**Written task**
Can you reproduce the entries below with "Drop one marker" switched to "Place one marker" everywhere and nothing else changed, leaving the pictures out?

**Provided data**
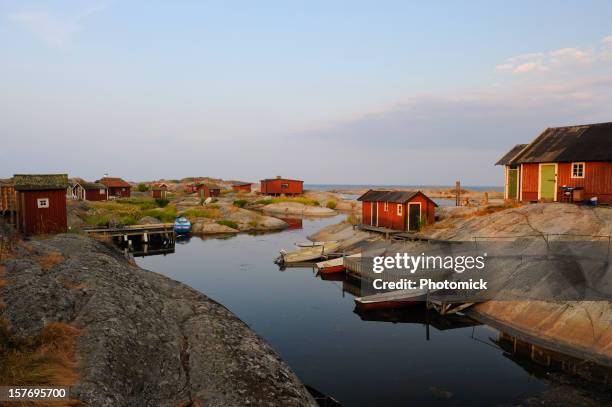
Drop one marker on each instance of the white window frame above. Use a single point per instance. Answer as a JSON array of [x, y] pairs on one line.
[[42, 203], [583, 164]]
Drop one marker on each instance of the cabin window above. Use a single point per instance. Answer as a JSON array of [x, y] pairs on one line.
[[577, 170], [42, 202]]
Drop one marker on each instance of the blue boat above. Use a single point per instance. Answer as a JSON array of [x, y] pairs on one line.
[[182, 225]]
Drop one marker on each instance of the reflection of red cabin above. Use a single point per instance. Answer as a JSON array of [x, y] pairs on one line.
[[563, 163], [41, 203], [117, 187], [241, 186], [281, 186], [159, 190], [208, 190], [398, 210]]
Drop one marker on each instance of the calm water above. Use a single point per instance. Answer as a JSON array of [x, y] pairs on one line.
[[329, 187], [311, 323]]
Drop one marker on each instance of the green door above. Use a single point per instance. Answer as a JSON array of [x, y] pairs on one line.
[[512, 184], [547, 182]]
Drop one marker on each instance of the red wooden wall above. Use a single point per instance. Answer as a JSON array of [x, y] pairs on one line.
[[274, 187], [241, 188], [390, 219], [95, 195], [123, 192], [34, 220]]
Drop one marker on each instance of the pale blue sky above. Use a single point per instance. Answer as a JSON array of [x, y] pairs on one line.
[[329, 91]]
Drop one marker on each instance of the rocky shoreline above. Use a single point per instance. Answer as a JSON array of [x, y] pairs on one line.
[[147, 340]]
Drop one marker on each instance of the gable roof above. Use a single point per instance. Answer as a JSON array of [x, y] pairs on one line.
[[392, 196], [589, 142], [280, 179], [511, 154], [38, 182], [111, 182]]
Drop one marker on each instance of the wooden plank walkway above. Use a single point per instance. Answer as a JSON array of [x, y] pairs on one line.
[[144, 231]]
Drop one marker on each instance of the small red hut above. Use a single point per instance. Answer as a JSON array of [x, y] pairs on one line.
[[281, 186], [242, 187], [159, 190], [571, 163], [41, 203], [117, 187], [95, 191], [208, 190], [397, 210]]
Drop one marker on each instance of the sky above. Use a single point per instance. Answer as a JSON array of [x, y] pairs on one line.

**Result of this task**
Place one marker on each instance of the white window frame above. Use a single point per instance. Answer as a JSON array of [x, y] pairs on one line.
[[42, 203], [583, 164]]
Place one marker on each instance of the cabin window above. Use a single point per instance. Answer as a JSON array of [x, y] pairs on one line.
[[577, 170], [42, 202]]
Place one marker on each instance of the blue boat above. Use a single point per instance. Answer as a JSON array of [x, y] pairs on one line.
[[182, 225]]
Place one marker on each instance of the reflection of red cabin above. Use a single point per instance. Answer as a JSON array of [x, y] pairs on one line.
[[563, 163], [41, 203], [117, 187], [241, 186], [281, 186], [159, 190], [208, 190], [398, 210]]
Place one marker on each instance of the calm water above. Use a single point per instance. Answer as a JSON array of [x, y] pairs on one line.
[[329, 187], [311, 323]]
Place one marker on each instance of the green door above. Use a single point per instance. Answer as a JSON array of [x, y] pairs on one line.
[[512, 184], [547, 182]]
Place one marker on each instance of the red wooden wall above. Use a single point per instance. Answer as a JSON array of [x, y] pairs on one line.
[[274, 187], [241, 188], [390, 219], [95, 195], [123, 192], [34, 220]]
Place one marker on each instance of the pale blue sky above. Use a single point per instance. Answer as a JSON array of [x, y] pairs on one line.
[[329, 91]]
Place one marker on each instance of the rocky shoreline above. Use a single point per instance. Answer as a JSON array of [x, y] pairs on one line.
[[147, 340]]
Place one marker on each instance of the gable roof above. Use a single point per instance. Answer as a JSON array of [x, y] pairs on one line.
[[392, 196], [589, 142], [280, 179], [511, 154], [38, 182], [111, 182]]
Place one marker on each instance of the wooden plank walkway above. Use a single point per instance. Answer as a JSON array of [x, y] pairs on one line.
[[144, 231]]
Place one marker on each instance of the small red hut above. Use a single point per instance. Answer as a JSON array of [x, y] pairs on one line.
[[281, 186], [242, 187], [159, 190], [571, 163], [41, 203], [117, 187], [95, 191], [208, 190], [397, 210]]
Place one marker on each instance of the sky above. Use a single point per instance. Answer as a JSON array of [x, y] pairs on one line.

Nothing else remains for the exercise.